======== Data to use

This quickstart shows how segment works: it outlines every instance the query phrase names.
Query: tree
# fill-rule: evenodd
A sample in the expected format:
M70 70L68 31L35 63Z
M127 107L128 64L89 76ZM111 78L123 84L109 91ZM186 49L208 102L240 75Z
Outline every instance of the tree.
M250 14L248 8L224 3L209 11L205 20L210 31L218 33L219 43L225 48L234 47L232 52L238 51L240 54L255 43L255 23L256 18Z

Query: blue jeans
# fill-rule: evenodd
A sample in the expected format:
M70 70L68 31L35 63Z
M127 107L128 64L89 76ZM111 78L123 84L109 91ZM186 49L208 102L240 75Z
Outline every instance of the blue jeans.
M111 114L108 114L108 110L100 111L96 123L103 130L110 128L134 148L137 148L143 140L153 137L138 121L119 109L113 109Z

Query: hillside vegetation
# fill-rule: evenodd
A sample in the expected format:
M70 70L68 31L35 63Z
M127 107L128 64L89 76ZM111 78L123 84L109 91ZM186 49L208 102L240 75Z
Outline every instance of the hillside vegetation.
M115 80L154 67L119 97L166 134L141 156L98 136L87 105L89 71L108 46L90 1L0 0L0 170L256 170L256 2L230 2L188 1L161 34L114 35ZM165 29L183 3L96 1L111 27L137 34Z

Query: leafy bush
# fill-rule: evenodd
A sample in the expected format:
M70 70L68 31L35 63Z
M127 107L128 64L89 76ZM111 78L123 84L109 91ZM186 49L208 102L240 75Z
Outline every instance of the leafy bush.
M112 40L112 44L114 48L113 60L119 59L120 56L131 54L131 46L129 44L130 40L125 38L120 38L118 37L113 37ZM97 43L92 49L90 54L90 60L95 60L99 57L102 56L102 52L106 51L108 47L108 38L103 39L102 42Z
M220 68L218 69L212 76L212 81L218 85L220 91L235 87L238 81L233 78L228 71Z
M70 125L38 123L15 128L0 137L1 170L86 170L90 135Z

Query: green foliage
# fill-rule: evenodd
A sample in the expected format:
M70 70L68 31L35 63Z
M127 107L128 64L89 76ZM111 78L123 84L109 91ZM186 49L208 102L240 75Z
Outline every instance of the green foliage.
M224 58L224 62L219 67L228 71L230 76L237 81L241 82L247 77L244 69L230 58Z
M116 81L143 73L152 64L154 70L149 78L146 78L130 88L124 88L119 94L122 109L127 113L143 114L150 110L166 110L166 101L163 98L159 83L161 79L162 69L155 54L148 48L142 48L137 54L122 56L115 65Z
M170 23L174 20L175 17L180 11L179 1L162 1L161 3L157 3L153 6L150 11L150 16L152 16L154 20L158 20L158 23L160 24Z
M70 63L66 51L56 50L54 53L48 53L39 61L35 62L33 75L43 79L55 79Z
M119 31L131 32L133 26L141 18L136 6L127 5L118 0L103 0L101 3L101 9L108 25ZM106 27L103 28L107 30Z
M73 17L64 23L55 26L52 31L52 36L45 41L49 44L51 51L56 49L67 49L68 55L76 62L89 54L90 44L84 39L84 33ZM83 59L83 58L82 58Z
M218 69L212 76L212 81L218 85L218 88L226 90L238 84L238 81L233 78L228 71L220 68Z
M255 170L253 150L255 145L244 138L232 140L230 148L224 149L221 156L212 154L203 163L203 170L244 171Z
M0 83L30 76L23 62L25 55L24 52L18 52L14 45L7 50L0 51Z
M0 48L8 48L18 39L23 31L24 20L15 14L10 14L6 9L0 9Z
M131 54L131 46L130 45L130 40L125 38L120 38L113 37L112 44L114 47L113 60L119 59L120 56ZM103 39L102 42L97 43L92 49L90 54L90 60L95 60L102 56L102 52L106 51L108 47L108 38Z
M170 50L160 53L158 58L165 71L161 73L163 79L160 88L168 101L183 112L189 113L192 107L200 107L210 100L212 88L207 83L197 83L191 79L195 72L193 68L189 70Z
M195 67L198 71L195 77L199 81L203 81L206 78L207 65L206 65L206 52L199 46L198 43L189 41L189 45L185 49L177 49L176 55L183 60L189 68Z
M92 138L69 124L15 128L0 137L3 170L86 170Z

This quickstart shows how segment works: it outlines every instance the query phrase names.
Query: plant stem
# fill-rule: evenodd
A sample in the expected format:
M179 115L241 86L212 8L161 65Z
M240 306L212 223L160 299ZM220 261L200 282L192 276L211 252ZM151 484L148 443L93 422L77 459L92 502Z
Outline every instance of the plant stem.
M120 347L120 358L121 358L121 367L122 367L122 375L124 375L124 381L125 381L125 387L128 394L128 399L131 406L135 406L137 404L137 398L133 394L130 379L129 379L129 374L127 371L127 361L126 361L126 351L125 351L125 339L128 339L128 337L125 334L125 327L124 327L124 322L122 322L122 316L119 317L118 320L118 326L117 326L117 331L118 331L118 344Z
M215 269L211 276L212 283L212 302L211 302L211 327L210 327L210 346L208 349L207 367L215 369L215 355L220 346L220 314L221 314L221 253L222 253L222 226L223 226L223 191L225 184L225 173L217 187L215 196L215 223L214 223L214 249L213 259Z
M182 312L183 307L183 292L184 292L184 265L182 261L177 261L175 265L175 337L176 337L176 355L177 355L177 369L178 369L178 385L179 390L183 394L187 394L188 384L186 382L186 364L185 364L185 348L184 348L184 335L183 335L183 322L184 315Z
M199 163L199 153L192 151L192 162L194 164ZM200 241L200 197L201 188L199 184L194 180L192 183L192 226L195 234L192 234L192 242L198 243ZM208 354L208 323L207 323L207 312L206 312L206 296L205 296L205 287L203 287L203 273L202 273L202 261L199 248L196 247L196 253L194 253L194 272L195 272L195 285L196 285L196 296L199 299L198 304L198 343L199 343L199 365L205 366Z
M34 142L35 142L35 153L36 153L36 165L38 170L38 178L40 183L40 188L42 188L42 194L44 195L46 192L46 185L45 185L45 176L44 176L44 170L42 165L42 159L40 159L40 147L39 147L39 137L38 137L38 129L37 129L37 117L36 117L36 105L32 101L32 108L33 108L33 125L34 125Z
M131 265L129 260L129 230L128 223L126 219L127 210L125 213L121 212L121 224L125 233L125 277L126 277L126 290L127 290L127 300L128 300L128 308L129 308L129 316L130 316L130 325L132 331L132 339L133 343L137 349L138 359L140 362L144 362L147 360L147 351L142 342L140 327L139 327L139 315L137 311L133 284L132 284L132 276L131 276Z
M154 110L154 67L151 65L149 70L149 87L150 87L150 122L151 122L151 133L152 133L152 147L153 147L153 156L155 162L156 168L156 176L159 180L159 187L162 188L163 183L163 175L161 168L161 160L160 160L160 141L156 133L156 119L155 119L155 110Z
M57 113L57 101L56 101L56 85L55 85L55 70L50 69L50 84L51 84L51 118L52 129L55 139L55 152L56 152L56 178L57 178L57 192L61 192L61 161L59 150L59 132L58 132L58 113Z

================

Transcribe each record exactly. Leave nothing out.

This quickstart shows how segment works: it outlines every instance the query phrase names.
Query: tree
# fill-rule: evenodd
A sample in the expected format:
M70 70L68 31L35 63Z
M127 107L128 64L89 76ZM111 78L123 84L109 91ZM186 49L208 102L240 75Z
Outline every instance of the tree.
M250 14L248 8L224 3L209 11L205 20L210 31L218 33L219 43L225 48L234 47L232 52L238 51L240 54L255 43L255 23L256 18Z

Query: blue jeans
# fill-rule: evenodd
A sample in the expected format:
M70 70L68 31L35 63Z
M127 107L128 64L89 76ZM111 78L123 84L109 91ZM186 49L208 102L240 75Z
Outline every instance of the blue jeans.
M111 114L108 114L108 110L100 111L96 123L103 130L110 128L134 148L137 148L143 140L153 137L138 121L119 109L113 109Z

Query: hillside vegetation
# fill-rule: evenodd
A sample in the expected format:
M70 70L68 31L35 63Z
M127 107L128 64L89 76ZM111 78L123 84L109 91ZM186 49L208 102L240 75Z
Outline every instance of the hillside vegetation.
M115 80L154 67L119 97L166 134L141 156L98 136L87 105L89 71L108 46L90 1L0 0L0 170L256 170L256 2L230 2L188 1L161 34L114 35ZM165 29L183 3L96 1L111 27L137 34Z

Query: leafy bush
# fill-rule: evenodd
A sample in the expected format:
M70 70L68 31L35 63Z
M127 107L128 64L89 76ZM111 78L123 84L109 91ZM186 49L208 102L240 75Z
Outline every instance of the leafy bush.
M112 40L112 44L114 48L113 60L119 59L120 56L131 54L131 46L129 44L130 40L125 38L120 38L118 37L113 37ZM97 43L92 49L90 54L90 60L95 60L99 57L102 56L102 52L106 51L108 47L108 38L103 39L102 42Z
M220 68L218 69L212 76L212 81L218 85L220 91L235 87L238 81L233 78L228 71Z
M70 125L38 123L15 128L0 137L1 170L86 170L90 135Z

Query: green foliage
# fill-rule: evenodd
A sample in the expected format:
M70 70L68 31L35 63Z
M127 107L128 64L89 76ZM111 78L123 84L109 91ZM186 49L208 102L240 75Z
Outline every instance of the green foliage.
M224 58L224 62L219 67L228 71L230 76L237 81L241 82L247 77L244 69L230 58Z
M116 81L143 73L152 64L154 70L149 78L146 78L130 88L124 88L119 94L122 109L127 113L143 114L150 110L166 110L166 101L163 98L159 83L161 79L162 69L155 54L148 48L142 48L137 54L122 56L115 65Z
M170 23L174 20L175 17L180 11L179 1L162 1L161 3L157 3L153 6L150 11L150 16L152 16L154 20L158 20L158 23L160 24Z
M70 63L66 51L56 50L54 53L48 53L39 61L35 62L33 75L43 79L55 79Z
M119 31L131 32L133 26L141 18L136 6L127 5L118 0L103 0L101 3L101 9L108 25ZM106 27L103 28L107 30Z
M73 17L64 23L55 26L52 31L52 36L45 41L49 44L51 51L56 49L67 49L68 55L76 62L89 54L90 44L84 39L84 33ZM83 59L83 58L82 58Z
M218 69L212 76L212 81L218 85L218 88L226 90L238 84L238 81L233 78L228 71L220 68Z
M255 170L253 150L255 145L244 138L232 140L230 148L224 149L221 156L212 154L203 163L203 170L244 171Z
M0 83L30 76L23 62L25 55L24 52L18 52L14 45L7 50L0 51Z
M0 48L8 48L18 39L23 31L24 20L15 14L10 14L6 9L0 9Z
M131 54L131 46L130 45L130 40L125 38L120 38L113 37L112 44L114 47L113 60L119 59L120 56ZM103 39L102 42L97 43L92 49L90 54L90 60L95 60L102 56L102 52L106 51L108 47L108 38Z
M170 50L160 53L158 58L165 71L161 73L163 79L160 88L168 101L183 112L189 113L192 107L200 107L210 100L212 88L207 83L197 83L191 79L195 72L193 68L189 70Z
M195 67L198 71L195 77L199 81L203 81L206 78L207 65L206 65L206 52L199 46L198 43L189 41L189 45L185 49L177 49L176 55L183 60L189 68Z
M92 138L69 124L15 128L0 137L3 170L86 170Z

This quickstart shows how segment works: it outlines every instance the query phrase names.
Query: plant stem
# fill-rule: evenodd
A sample in the expected format:
M179 115L241 86L212 8L161 65Z
M240 306L212 223L160 299ZM220 261L200 282L192 276L211 252ZM151 484L148 443L93 422L77 459L92 502Z
Outline every instance of the plant stem.
M120 347L120 358L121 358L121 367L122 367L122 375L124 375L124 381L125 381L125 387L128 394L128 399L131 406L135 406L137 404L137 398L133 394L130 379L129 379L129 374L127 371L127 361L126 361L126 351L125 351L125 339L128 339L128 337L125 334L125 327L124 327L124 322L122 322L122 316L119 317L118 320L118 326L117 326L117 331L118 331L118 344Z
M215 269L211 276L212 283L212 302L211 302L211 327L210 327L210 346L208 349L207 367L215 369L215 355L220 346L220 314L221 314L221 253L222 253L222 226L223 226L223 191L225 184L225 173L217 187L215 196L215 223L214 223L214 249L213 259Z
M182 312L183 307L183 292L184 292L184 265L182 261L177 261L175 265L175 337L176 337L176 355L177 355L177 369L178 369L178 385L179 390L183 394L187 394L188 384L186 382L186 364L185 364L185 348L184 348L184 335L183 335L183 322L184 315Z
M199 163L199 153L192 151L192 162L194 164ZM200 241L200 197L201 188L199 184L194 180L192 183L192 226L195 234L192 234L192 242L198 243ZM208 354L208 323L207 323L207 312L206 312L206 296L205 296L205 287L203 287L203 273L202 273L202 261L199 248L196 247L196 253L194 253L194 272L195 272L195 285L196 285L196 296L199 299L198 304L198 343L199 343L199 365L205 366Z
M34 142L35 142L35 153L36 153L36 165L38 170L38 178L40 183L40 188L42 188L42 194L44 195L46 192L46 185L45 185L45 176L44 176L44 170L42 165L42 159L40 159L40 147L39 147L39 137L38 137L38 129L37 129L37 117L36 117L36 105L32 101L32 108L33 108L33 125L34 125Z
M131 265L129 260L129 230L128 223L126 219L127 210L125 213L121 212L121 224L125 233L125 277L126 277L126 290L127 290L127 300L128 300L128 308L129 308L129 316L130 316L130 325L132 331L132 339L133 343L137 349L138 359L140 362L144 362L147 360L147 351L142 342L140 327L139 327L139 315L137 311L133 284L132 284L132 276L131 276Z
M154 110L154 67L151 65L149 70L149 87L150 87L150 122L151 122L151 133L152 133L152 147L153 147L153 156L155 162L156 168L156 176L159 180L159 187L162 188L163 183L163 175L161 168L161 160L160 160L160 141L156 133L156 119L155 119L155 110Z
M57 113L57 101L56 101L56 85L55 85L55 70L50 69L50 84L51 84L51 118L52 129L55 139L55 152L56 152L56 178L57 178L57 192L61 192L61 161L59 150L59 132L58 132L58 113Z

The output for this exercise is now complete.